- _WHAT THE TASK ASKS_
Every entry is to be returned verbatim.

(Dataset items)
== == ==

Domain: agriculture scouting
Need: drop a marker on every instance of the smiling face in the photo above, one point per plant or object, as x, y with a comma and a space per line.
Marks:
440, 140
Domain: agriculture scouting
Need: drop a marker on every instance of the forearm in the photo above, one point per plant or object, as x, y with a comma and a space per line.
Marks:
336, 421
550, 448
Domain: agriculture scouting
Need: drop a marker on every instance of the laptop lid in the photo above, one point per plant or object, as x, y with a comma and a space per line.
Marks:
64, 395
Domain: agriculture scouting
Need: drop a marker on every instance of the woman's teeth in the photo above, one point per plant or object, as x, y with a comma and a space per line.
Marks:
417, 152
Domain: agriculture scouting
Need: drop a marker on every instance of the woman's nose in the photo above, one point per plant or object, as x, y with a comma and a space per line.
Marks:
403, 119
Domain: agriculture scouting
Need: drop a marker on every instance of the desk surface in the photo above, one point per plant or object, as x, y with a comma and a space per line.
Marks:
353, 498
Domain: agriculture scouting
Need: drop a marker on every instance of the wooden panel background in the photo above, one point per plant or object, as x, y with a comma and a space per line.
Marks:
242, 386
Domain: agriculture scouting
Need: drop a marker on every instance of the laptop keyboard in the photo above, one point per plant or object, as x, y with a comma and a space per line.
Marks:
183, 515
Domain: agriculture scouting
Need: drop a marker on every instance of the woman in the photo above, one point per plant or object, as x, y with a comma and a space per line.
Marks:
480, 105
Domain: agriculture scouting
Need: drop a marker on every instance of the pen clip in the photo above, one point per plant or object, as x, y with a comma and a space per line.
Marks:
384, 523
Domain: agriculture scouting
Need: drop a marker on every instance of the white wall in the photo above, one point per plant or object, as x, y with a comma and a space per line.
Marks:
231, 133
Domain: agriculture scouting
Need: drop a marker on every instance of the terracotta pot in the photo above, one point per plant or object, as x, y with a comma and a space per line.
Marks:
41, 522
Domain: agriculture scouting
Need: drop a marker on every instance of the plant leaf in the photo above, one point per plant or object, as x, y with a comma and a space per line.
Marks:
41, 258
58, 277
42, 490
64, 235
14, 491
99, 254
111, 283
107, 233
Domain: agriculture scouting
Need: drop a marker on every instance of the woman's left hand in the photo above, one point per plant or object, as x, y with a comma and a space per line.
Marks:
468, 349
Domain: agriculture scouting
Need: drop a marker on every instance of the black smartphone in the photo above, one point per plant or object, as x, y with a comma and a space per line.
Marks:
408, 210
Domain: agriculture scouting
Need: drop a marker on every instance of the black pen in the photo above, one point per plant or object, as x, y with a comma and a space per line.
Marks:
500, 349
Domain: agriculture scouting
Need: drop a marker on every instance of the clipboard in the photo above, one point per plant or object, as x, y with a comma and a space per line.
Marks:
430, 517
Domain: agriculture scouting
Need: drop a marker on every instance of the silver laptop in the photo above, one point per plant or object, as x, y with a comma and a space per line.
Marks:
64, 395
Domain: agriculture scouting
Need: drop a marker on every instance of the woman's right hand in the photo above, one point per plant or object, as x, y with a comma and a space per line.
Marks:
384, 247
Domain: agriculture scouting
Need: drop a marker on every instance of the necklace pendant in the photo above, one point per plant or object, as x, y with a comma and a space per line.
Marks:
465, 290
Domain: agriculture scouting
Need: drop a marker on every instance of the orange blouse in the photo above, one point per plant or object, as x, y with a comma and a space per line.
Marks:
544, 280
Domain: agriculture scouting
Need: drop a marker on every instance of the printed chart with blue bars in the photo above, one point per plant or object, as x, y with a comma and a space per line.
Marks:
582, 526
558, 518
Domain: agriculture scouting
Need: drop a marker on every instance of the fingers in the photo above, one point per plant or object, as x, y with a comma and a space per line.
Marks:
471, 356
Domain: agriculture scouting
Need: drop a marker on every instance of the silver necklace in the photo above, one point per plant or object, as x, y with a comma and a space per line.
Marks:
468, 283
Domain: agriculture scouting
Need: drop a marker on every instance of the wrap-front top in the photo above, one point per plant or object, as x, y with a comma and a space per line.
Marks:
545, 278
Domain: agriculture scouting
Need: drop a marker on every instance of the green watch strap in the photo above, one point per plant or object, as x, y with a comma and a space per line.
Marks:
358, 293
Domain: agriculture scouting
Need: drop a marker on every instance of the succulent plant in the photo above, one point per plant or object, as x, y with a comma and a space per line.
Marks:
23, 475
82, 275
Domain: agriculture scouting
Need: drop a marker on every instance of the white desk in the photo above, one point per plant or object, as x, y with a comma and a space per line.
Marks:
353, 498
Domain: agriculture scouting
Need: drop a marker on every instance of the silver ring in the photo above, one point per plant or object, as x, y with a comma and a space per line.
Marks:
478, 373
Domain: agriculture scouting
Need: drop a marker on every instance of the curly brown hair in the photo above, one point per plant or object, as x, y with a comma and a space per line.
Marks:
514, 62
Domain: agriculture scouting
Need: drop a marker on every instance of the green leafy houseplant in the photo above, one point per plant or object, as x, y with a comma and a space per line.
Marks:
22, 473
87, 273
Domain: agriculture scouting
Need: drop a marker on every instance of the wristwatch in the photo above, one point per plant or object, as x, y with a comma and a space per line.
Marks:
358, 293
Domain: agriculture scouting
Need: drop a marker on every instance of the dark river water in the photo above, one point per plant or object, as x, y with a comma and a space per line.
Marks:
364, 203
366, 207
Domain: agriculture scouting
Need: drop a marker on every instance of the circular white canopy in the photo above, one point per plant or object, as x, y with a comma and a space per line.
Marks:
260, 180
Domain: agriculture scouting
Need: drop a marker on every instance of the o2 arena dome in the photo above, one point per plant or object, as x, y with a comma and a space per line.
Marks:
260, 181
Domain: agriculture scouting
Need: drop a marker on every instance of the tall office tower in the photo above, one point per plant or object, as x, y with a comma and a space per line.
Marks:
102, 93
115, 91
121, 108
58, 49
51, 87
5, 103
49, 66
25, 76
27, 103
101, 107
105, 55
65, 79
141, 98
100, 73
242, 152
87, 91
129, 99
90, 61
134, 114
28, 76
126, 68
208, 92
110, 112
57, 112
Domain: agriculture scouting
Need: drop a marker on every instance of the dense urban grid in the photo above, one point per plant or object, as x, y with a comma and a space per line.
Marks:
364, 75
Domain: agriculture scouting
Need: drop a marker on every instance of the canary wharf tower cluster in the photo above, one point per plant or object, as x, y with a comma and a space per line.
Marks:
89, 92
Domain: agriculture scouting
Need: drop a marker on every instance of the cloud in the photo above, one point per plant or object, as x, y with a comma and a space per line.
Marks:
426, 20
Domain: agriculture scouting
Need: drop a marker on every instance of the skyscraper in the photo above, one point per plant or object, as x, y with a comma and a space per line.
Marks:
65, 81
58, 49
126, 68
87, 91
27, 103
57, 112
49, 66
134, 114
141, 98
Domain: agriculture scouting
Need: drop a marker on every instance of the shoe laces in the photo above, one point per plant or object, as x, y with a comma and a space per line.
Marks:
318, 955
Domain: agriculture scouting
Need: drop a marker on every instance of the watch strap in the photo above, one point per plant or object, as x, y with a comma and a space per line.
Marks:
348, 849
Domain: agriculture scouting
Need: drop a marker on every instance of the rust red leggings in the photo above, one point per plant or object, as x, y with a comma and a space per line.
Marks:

== == ==

- _EXERCISE ANSWER_
Domain: agriculture scouting
Need: drop a marker on every instance of the smiling face in the photo above, one point per plant or object, as x, y with a comma and a space per line.
Marks:
440, 140
Domain: agriculture scouting
Need: drop a marker on every instance of the forearm in the photo above, one point per plant or object, as x, y with a comma and a space per line.
Marks:
336, 421
550, 448
Domain: agriculture scouting
Need: drop a marker on every instance of the laptop lid in the photo above, one point per plant or object, as x, y with a comma and a space per line.
Marks:
64, 395
Domain: agriculture scouting
Need: drop a marker on every instance of the woman's teeth in the photo above, one point per plant or object, as x, y with a comma and a space per line.
Marks:
417, 152
Domain: agriculture scouting
Need: drop a marker on every instance of the woman's nose in the photo above, one point per plant or object, as x, y with a comma and a space per line.
Marks:
403, 119
Domain: agriculture scouting
Need: drop a marker on every instance of the desk surface in the photo above, one point per plant or object, as x, y with a comma and a space per line.
Marks:
353, 498
Domain: agriculture scouting
Need: drop a marker on every instance of the wooden panel background in the photo above, one point per plant or object, as x, y with a comma and a space per line.
Marks:
242, 386
Domain: agriculture scouting
Need: drop a marker on every instance of the laptop keyboard in the photo above, one point per plant or object, as x, y with a comma and a space per line.
Marks:
183, 515
Domain: agriculture scouting
Need: drop a marker on every instance of the woman in the photo above, one point per plant or object, as x, y with a comma and a space per line.
Marks:
480, 105
Domain: agriculture scouting
Need: drop a marker on every instance of the pen clip in the photo above, one point per plant or object, as x, y with a comma and a space per line.
Marks:
384, 523
Domain: agriculture scouting
Need: drop a marker on every instance of the white wall in the photo above, one point per plant or object, as x, y with a comma and a space per line.
Marks:
231, 133
Domain: agriculture scouting
Need: drop a marker on every instance of the terracotta pot in the photo above, one point per plant or object, as x, y with a comma and a space per line.
Marks:
41, 522
Domain: agriculture scouting
Need: drop a marker on every instance of the plant leaf in the photo above, one point per plant or object, as x, y with a comma and a space per line.
Marks:
41, 258
58, 277
42, 490
64, 235
14, 491
99, 254
111, 283
107, 233
Domain: agriculture scouting
Need: drop a marker on every instance of the woman's left hand in the photo above, one point per plant or object, as x, y with a comma and a space per line.
Marks:
468, 349
Domain: agriculture scouting
Need: drop a marker on every instance of the black smartphone in the photo above, one point per plant or object, as x, y with a comma and a space per line.
Marks:
408, 210
Domain: agriculture scouting
Need: drop a marker on every instance of the black pen in the photo above, one point per plant or object, as x, y with a comma and a space per line.
Marks:
500, 349
Domain: agriculture scouting
Need: drop a marker on every instance of the clipboard in the photo above, one point per plant or object, as x, y with a comma and a space per line.
Marks:
430, 517
Domain: agriculture scouting
Need: drop a marker on every instance of the silver laptop in the photo above, one point per plant or object, as x, y with a comma and a space per line.
Marks:
64, 395
Domain: agriculture scouting
Need: drop a marker on every instance of the woman's right hand in the photo above, one point per plant or object, as x, y with a comma and a space per line.
Marks:
384, 247
Domain: agriculture scouting
Need: drop a marker on every instance of the necklace pendant in the photo above, one point per plant or object, as x, y with a comma and a space per line.
Marks:
465, 290
Domain: agriculture scouting
Need: drop a marker on every instance of the orange blouse in the photo above, one point per plant or object, as x, y with a comma and a space per line.
Marks:
544, 280
Domain: agriculture scouting
Need: drop a marker on every instance of the printed chart with blue bars in the photo above, one point per plant or object, as x, y with a comma and a space per line.
Marks:
582, 526
558, 518
Domain: agriculture scouting
Need: drop a marker on every instance of the fingers in the photo above, one point per plant or object, as x, y with a comma and a space per line.
Marks:
471, 356
Domain: agriculture scouting
Need: drop a marker on every instance of the silver necklace in the photo above, one point per plant or object, as x, y with a comma and a space per line.
Marks:
468, 283
Domain: agriculture scouting
Need: drop a marker on every instance of the wrap-front top in the photo above, one point per plant or object, as x, y with a comma and a space per line.
Marks:
545, 278
Domain: agriculture scouting
Need: drop a marker on every instance of the green watch strap in the photo above, one point per plant or object, as x, y with a comma and a space per line.
Marks:
358, 293
Domain: agriculture scouting
Need: drop a marker on every instance of the succulent plant in the photo above, one point per plant or object, as x, y with a comma and a space per line.
Marks:
23, 475
82, 275
Domain: agriculture scouting
Need: drop a marker on every instance of the white desk in the photo above, one point per plant or object, as x, y with a comma and a space per line.
Marks:
353, 498
Domain: agriculture scouting
Need: drop a marker on every instance of the silver ring in the photo above, one point per plant or object, as x, y with a comma and a space per line.
Marks:
478, 373
Domain: agriculture scouting
Need: drop a marker on every instance of the curly brown hair in the photo above, one point per plant or object, as x, y with a comma and a space per line.
Marks:
514, 62
Domain: agriculture scouting
Need: drop a marker on every instance of the green leafy houseplant in the photo above, one point per plant or object, as x, y with a comma and a space per line.
Marks:
22, 473
87, 273
Domain: agriculture scouting
Need: drop a marker on every instance of the wristwatch in the photo above, one point per plant or object, as x, y with a comma and a space per line.
Marks:
358, 293
Domain: agriculture scouting
Need: drop a marker on every instance of the dark river water in the photo above, one point per plant or object, as x, y with a comma and a space per line.
Marks:
364, 203
366, 207
Domain: agriculture scouting
Need: drop a marker on every instance of the circular white canopy in the photo above, one point per plant or object, as x, y with a comma and a space per line.
Marks:
260, 180
Domain: agriculture scouting
Need: drop a marker on every instance of the o2 arena dome in the photo above, one point per plant or object, as x, y with a comma and a space per line.
Marks:
260, 181
Domain: agriculture scouting
Need: drop a marker on every instance of the tall office tower in the photo above, one point per plant or object, as x, y with a comma and a space per line.
Marks:
102, 93
115, 91
121, 108
58, 49
51, 87
5, 103
49, 66
25, 76
27, 103
101, 107
105, 55
65, 79
141, 98
100, 73
242, 152
87, 91
129, 99
90, 61
134, 114
28, 76
126, 68
208, 92
110, 112
57, 112
Domain: agriculture scouting
Need: drop a marker on every instance of the dense urban grid in the photo above, one point per plant or object, as x, y with a comma and a space per line.
Marks:
364, 75
Domain: agriculture scouting
Need: drop a marker on every instance of the canary wharf tower cluster in the photo above, one point per plant or object, as x, y with a comma and a space per line.
Marks:
89, 92
Domain: agriculture scouting
Need: drop a marker on every instance of the cloud in the photo above, one point per plant or object, as x, y with a comma and a space per line.
Marks:
426, 20
Domain: agriculture scouting
Need: drop a marker on every instance of the skyscraper in the photo above, one point per plant or object, as x, y with a comma and a space per line.
Marks:
65, 81
58, 49
126, 68
87, 91
27, 103
57, 112
49, 66
134, 114
141, 98
Domain: agriculture scouting
Need: drop a marker on every instance of the shoe laces in the photo above, one point per plant or object, as x, y with a comma and a space per line.
Marks:
318, 955
Domain: agriculture scouting
Need: drop a marker on every instance of the watch strap in the photo above, one point per plant or object, as x, y with a comma and a space per line.
Marks:
348, 849
Domain: agriculture scouting
Need: drop a marker on every instance of the rust red leggings in the photo above, one point per plant or object, as x, y with a comma and a space per line.
Marks:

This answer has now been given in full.